TASK GOAL: In the records below, find the line containing "Where can the grass lawn". Restate it and all the lines after it exactly, and omit the rest.
----- RECORDS TO PROCESS
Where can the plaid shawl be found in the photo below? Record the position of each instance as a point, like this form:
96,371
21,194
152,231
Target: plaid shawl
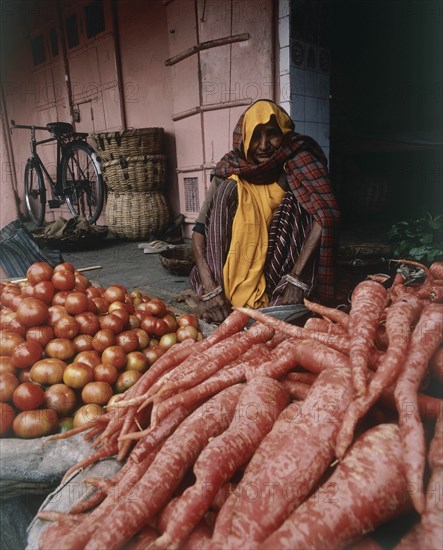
305,166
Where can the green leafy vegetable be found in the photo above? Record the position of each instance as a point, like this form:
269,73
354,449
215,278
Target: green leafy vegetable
420,239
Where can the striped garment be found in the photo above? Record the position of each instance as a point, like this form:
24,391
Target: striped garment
305,166
289,227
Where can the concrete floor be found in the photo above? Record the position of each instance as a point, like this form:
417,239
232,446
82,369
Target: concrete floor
124,263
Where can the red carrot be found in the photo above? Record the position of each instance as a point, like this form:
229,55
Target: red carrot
303,377
436,364
297,390
177,454
368,301
425,339
336,315
339,342
436,270
260,403
284,424
431,520
314,324
400,317
264,498
218,356
178,353
365,490
228,376
316,357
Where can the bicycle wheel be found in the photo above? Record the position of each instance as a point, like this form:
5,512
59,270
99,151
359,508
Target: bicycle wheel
82,181
35,192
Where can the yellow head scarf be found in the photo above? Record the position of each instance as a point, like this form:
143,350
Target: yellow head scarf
243,272
260,113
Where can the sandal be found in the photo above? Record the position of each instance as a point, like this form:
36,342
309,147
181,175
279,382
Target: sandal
154,247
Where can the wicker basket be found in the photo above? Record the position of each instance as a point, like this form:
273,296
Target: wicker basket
137,173
178,260
135,141
135,216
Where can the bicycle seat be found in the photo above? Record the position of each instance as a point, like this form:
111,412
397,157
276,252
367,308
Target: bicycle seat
58,129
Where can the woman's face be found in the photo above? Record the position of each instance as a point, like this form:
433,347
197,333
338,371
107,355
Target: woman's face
265,141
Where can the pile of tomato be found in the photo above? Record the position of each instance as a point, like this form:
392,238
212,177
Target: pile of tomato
68,348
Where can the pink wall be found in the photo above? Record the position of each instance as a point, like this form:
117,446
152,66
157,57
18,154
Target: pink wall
146,80
120,78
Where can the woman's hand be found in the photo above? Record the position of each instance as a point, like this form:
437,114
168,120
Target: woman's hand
214,310
292,295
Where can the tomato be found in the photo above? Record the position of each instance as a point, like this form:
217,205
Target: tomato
128,340
7,415
42,334
114,293
8,322
134,322
77,375
105,372
154,326
136,360
119,312
103,339
66,327
63,280
114,355
171,321
27,292
60,348
92,307
44,291
56,312
88,322
48,371
60,298
6,364
26,354
101,304
9,341
83,342
186,331
127,379
156,307
24,375
65,424
81,281
39,271
31,312
112,322
168,340
64,266
92,292
76,302
60,398
28,396
9,293
98,392
87,413
90,357
186,319
8,383
152,354
36,423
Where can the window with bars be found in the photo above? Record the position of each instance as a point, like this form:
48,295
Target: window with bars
192,202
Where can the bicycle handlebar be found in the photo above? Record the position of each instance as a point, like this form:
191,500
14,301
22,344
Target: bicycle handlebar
28,127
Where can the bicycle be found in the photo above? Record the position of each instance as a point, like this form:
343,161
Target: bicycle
78,182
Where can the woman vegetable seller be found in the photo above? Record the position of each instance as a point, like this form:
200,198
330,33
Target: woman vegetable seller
266,232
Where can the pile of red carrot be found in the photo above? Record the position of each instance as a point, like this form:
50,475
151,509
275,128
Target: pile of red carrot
277,436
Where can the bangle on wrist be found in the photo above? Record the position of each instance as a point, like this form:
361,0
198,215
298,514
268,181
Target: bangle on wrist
299,284
211,294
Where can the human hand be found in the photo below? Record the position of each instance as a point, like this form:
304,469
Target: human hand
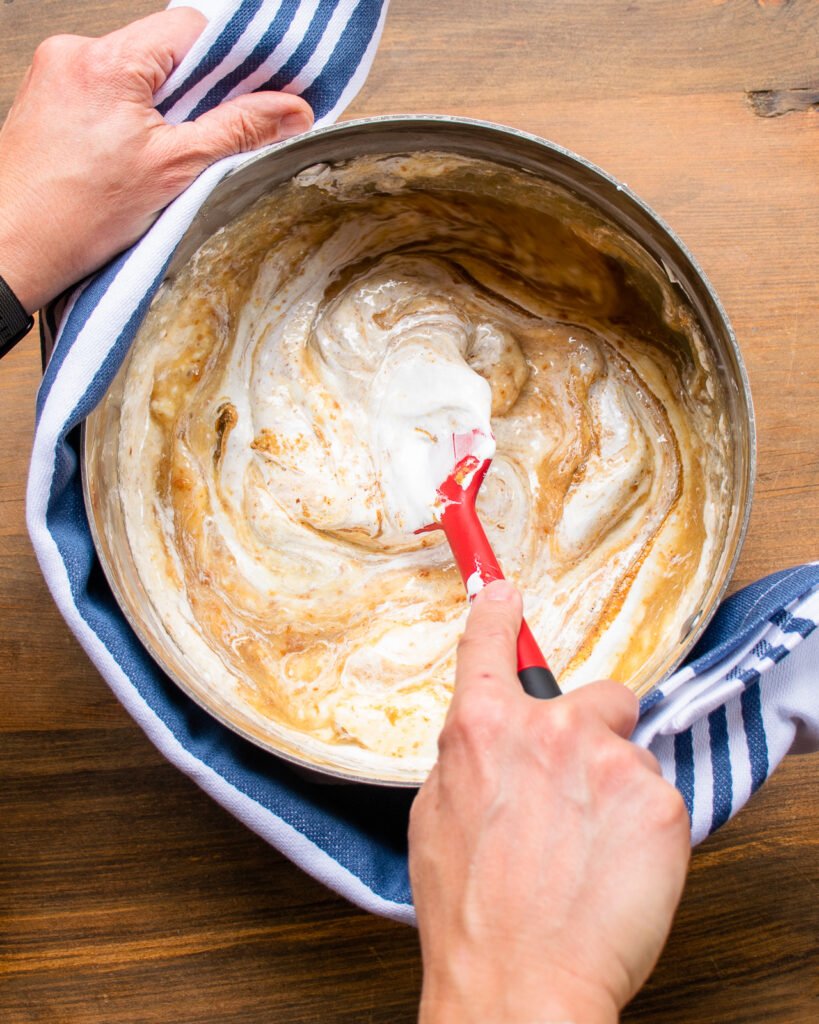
547,852
86,162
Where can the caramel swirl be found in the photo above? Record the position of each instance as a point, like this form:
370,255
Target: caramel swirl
262,414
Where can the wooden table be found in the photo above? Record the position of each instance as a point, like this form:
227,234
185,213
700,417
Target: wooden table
126,895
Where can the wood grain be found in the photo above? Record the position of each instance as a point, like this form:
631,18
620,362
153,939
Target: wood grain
126,895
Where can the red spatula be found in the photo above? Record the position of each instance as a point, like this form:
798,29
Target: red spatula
458,517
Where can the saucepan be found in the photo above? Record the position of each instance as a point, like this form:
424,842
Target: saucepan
611,202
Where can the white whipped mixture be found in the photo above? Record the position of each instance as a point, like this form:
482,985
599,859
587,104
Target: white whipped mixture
288,418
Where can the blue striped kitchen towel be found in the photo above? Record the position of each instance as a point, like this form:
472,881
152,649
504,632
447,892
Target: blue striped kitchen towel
719,725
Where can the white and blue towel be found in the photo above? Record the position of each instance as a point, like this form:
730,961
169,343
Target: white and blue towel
748,695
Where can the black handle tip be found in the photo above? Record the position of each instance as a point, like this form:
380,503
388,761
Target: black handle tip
539,682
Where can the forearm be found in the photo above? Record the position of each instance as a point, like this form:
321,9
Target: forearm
490,990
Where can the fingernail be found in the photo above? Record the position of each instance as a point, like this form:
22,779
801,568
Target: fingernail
499,590
293,124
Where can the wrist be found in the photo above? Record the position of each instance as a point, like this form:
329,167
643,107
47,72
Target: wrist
544,996
24,263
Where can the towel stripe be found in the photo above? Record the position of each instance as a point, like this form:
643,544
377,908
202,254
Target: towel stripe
755,733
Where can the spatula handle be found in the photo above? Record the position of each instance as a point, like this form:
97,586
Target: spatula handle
473,554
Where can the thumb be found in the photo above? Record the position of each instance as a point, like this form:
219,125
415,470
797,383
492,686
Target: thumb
487,651
241,125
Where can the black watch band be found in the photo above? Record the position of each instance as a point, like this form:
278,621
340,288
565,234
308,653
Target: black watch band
14,322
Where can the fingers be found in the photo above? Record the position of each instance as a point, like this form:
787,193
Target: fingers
161,41
487,651
610,701
239,126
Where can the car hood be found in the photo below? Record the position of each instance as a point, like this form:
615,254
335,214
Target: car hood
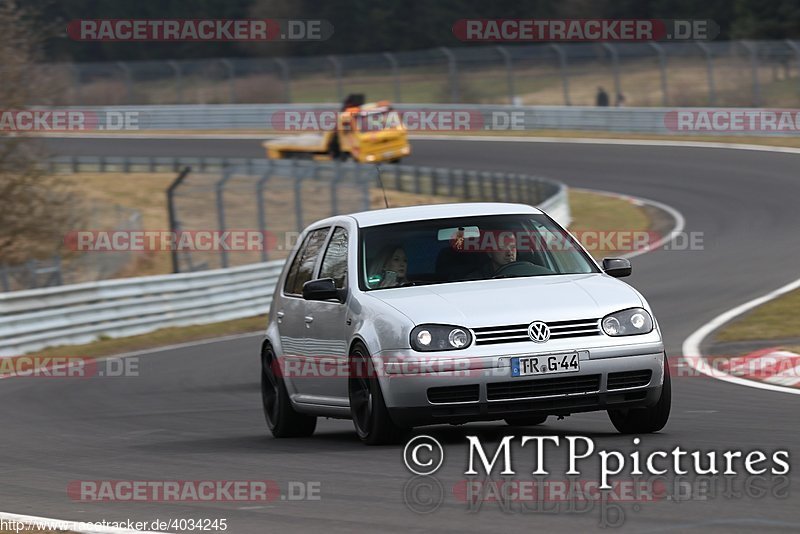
512,301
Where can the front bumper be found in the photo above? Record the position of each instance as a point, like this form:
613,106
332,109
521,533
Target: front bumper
492,393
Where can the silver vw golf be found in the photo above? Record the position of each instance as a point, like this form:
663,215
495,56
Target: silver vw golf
454,313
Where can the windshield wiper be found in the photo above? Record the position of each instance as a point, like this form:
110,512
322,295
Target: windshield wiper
417,283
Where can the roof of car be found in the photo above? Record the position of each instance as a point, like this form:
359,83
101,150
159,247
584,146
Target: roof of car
438,211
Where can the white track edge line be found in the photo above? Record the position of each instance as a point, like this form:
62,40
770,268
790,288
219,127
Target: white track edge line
32,520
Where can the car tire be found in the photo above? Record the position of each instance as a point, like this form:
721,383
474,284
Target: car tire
282,419
646,420
531,420
368,410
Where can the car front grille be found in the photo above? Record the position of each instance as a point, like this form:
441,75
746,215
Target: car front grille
543,387
446,394
629,379
492,335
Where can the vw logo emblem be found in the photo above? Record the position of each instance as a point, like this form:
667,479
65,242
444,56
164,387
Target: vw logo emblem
539,331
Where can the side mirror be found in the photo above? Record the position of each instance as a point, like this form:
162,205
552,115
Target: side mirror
321,289
617,267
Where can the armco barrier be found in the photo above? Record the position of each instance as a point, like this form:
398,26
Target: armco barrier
80,313
480,118
67,315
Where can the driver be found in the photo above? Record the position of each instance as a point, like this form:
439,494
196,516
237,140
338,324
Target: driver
502,250
505,252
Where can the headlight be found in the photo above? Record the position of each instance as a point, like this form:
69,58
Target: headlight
627,322
431,337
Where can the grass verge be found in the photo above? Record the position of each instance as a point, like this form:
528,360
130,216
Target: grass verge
166,336
777,319
590,211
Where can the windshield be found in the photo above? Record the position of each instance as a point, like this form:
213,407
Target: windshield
378,119
467,248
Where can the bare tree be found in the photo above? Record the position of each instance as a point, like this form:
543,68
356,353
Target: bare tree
35,209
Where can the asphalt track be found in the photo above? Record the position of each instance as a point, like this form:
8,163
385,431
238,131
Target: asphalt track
194,412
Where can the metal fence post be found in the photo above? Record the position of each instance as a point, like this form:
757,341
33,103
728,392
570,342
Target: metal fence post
262,216
298,193
220,189
337,176
126,75
76,82
395,74
452,69
662,62
712,96
337,71
285,76
178,80
509,72
172,213
615,69
796,48
364,186
562,61
752,48
231,79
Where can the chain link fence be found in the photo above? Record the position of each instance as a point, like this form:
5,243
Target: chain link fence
725,73
280,198
68,267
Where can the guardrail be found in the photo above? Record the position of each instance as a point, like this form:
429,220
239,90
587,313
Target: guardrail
287,118
74,314
644,73
80,313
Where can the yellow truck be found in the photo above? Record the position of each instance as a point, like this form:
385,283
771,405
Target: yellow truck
367,133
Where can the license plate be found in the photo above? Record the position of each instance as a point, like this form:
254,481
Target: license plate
545,365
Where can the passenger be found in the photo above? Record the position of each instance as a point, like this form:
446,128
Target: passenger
501,252
392,266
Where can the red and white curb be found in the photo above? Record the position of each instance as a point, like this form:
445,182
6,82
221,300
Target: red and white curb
780,381
772,366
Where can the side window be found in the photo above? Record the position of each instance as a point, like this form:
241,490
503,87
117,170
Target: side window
303,265
334,263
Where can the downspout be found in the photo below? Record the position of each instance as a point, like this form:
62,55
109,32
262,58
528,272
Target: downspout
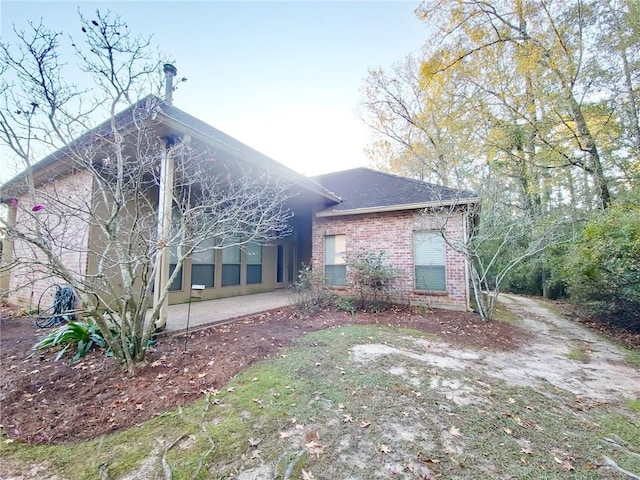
165,202
7,251
467,266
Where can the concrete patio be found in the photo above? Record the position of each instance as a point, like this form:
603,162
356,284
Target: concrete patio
210,312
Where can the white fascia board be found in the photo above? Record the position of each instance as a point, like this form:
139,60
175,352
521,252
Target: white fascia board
395,208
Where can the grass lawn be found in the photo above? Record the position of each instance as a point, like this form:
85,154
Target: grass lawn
358,402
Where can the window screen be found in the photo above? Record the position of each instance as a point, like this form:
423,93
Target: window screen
429,261
335,268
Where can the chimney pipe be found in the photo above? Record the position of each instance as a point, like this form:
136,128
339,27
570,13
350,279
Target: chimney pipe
170,72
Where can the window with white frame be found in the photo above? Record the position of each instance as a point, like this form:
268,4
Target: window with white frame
231,258
335,265
203,264
429,261
254,263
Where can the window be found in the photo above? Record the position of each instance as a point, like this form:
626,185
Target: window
----------
EXERCISE RESULT:
Where can the grass lawn be found in the photo above? Record the position of each instance as a point, like this form:
85,154
Target: grass lawn
358,402
Where can the window screen be found in the photo above? Record the position of each instance as a point, like this form:
423,93
Target: window screen
429,261
335,268
Where can the chimney pipe be found in the photo above? Record the position of each instance as a point, like this form:
136,128
339,27
570,13
350,279
Target: chimney pipe
170,72
Where can the window with white frame be found in the photo above? Record the position of each instance as a point, like this form:
268,4
Target: window with white frame
231,258
335,265
203,264
429,261
254,263
Where can the window be found in the photo above? Record the position of each instance as a point, like this form:
626,185
Target: window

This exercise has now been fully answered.